> Deine Aufgabe: Ersetze im gesamten Material „piano lid“ durch „piano bench“ und gib alles Übrige unverändert wieder. Lass die Bilder in deiner Antwort weg.

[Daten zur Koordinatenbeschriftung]
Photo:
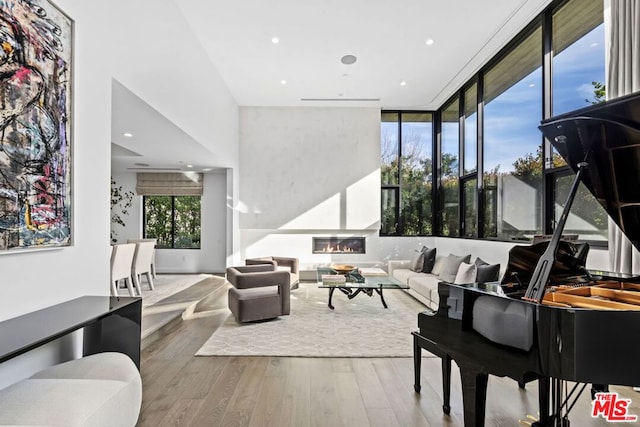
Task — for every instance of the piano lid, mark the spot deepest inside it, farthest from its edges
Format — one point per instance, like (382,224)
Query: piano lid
(607,137)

> Ergebnis der Übung:
Photo:
Task — for every instance of the piano bench, mark the spot deepest inside it, farthest from its edges
Format — one point per instance, like (382,224)
Query: piano bench
(607,137)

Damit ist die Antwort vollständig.